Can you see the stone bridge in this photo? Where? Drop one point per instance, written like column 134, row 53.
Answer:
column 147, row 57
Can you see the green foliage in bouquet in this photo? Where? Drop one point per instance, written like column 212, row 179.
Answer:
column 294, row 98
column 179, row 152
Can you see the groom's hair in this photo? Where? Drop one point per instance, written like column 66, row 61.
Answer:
==
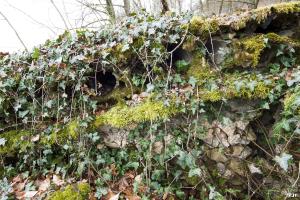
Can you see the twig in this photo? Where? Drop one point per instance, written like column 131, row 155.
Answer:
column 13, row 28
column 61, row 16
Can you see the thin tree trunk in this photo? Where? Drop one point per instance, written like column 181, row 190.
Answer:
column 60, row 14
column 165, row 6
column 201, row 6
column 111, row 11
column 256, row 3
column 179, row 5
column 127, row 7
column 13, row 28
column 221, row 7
* * *
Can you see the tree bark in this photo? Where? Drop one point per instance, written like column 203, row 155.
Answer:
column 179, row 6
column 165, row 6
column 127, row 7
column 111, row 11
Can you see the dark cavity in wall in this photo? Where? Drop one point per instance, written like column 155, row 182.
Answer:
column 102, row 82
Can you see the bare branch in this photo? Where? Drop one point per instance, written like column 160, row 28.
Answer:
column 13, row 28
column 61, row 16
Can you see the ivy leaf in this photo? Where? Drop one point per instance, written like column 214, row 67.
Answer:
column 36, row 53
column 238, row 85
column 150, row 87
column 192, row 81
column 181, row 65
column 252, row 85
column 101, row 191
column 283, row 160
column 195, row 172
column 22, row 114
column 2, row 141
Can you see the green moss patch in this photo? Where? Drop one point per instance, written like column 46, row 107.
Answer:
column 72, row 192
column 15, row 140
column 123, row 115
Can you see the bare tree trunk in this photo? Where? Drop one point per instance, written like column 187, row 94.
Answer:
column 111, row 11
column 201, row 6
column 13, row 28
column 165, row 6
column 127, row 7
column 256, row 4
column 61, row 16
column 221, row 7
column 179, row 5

Objective: Which lines in the data above contain the word "bare"? Gather every one of them and copy each line in full.

The answer:
Can you see the bare branch in this photo? Where? Drop one point per instance, written like column 160, row 28.
Can you see the bare tree trunk in this photo? Where? Drop one point per instance, written like column 187, row 94.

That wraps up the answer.